**WHAT YOU ARE ASKED TO DO:** Print the line where "reply: (293, 316)." occurs and every line that follows it in the data below, ending with the last line, precisely as written.
*** Opening of MATERIAL SHOWN ***
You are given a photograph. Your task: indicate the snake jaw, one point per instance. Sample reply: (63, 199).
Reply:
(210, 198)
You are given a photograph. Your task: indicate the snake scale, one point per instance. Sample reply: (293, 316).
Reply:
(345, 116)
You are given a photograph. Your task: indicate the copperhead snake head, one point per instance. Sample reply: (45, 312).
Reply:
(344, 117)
*** Close of MATERIAL SHOWN ***
**OUTPUT OF THE EXERCISE:**
You are given a photograph. Your task: indicate the snake scale, one point per instance. Sample reply: (293, 316).
Reply:
(345, 116)
You are given a photograph. Your task: indicate the copperhead snake head, one point per instance. Sample reply: (45, 312).
Reply:
(344, 117)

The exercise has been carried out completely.